## İstenenler
1: Sürdürülebilirlik metnine göre, yeniden gözden geçirilmesi gereken alışkanlıklara hangi etkinlik de dahildir?
2: Sürdürülebilirlik metninde "her" sözcüğüyle başlayan ifadeleri, bu sözcüğün hemen ardından gelen kelimeyle birlikte listeleyiniz.
3: Sürdürülebilirlik metnini, son cümlesinin ardından kaldığı yerden sürdürünüz.

## Alıntı Metin
:::
Sürdürülebilirlik o kadar kapsamlı bir konu ki günlük hayatımızda neredeyse her eylemimizi daha sürdürülebilir hale getirmemiz mümkün. Açıkçası dünyamız için çalan tehlike çanlarını hesaba katarsak bu mantıkla atılacak her adıma da ihtiyacımız var. Nasıl bu göl, damla damla kuruduysa yine damlaya damlaya dolacak. Bunun için de her alışkanlığımızı tekrar gözden geçirmemiz şart ve elbette müzik dinlemek de buna dahil.
:::
Sınır etiketleme verileri
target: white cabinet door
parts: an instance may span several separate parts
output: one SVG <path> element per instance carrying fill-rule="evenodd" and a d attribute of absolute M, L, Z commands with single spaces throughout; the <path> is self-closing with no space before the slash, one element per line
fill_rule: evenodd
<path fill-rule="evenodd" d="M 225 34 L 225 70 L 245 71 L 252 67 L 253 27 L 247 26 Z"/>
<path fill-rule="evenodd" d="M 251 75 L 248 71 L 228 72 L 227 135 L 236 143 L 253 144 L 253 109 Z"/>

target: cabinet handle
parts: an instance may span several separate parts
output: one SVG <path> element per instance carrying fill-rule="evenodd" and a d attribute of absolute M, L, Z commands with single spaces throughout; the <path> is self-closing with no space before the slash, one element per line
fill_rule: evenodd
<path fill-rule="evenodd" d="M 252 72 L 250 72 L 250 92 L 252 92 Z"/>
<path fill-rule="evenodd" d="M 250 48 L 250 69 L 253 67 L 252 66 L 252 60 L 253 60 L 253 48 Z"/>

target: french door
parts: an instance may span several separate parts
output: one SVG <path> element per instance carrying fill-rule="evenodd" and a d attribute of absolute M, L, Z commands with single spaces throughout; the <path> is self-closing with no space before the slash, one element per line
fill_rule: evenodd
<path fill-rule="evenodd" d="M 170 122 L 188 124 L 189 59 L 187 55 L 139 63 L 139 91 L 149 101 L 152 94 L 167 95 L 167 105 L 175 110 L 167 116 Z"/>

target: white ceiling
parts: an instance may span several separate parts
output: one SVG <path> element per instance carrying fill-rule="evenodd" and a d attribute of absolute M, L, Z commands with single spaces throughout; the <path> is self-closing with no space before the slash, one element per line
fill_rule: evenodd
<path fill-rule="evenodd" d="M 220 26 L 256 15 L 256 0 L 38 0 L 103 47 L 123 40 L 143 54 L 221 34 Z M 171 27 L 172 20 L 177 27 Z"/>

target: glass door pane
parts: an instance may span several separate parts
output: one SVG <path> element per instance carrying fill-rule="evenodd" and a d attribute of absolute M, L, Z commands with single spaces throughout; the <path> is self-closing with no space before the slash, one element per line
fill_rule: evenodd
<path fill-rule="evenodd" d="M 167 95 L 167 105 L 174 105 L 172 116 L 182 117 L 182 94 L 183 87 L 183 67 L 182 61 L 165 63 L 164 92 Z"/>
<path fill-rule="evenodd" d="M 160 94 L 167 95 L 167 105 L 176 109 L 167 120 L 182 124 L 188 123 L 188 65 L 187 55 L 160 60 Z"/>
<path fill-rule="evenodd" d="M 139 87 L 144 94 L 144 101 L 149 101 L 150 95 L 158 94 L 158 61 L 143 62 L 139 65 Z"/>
:::
## Görev Yanıtları
1: Müzik dinlemek.

2:
- her eylemimizi
- her adıma
- her alışkanlığımızı

3:
Müzik Dinlemek Dijitalleşti Ama…
Fotoğraf: Cottonbro
Şimdiye kadar rahatlıkla gözlemleyebileceğimiz bir eğilim var. Bir olay, konu veya araç ne kadar dijitalleşiyorsa o kadar sürdürülebilir bir hale geliyor. Mesela dijital şehirler ya da ofisler, daha çevre dostu bir şekilde hareket etmemize olanak sağlıyor. Ancak işin ilginç yanı, konu müzik dinlemek olunca bu durum biraz çetrefilli bir çehreye bürünüyor. Konuyu daha iyi ele almak için müziğin dijitalleşme serüvenine göz atmamız gerekiyor.
Sahnelenen müziğin ilk kez evlere girmesi, 1940’larda shellac isimli bir böcekten elde edilen fonograf plaklarla oldu. 10 yıl sonrasında ise plastikten üretilen bildiğimiz plaklar, evlerde yerini almaya başladı. Bu dönüşümü takip eden ve yine plastikten üretilen kaset ve CD’lerle birlikte müzik her evde yankılanmaya başladı, yani iyiden iyiye demokratik bir hale geldi.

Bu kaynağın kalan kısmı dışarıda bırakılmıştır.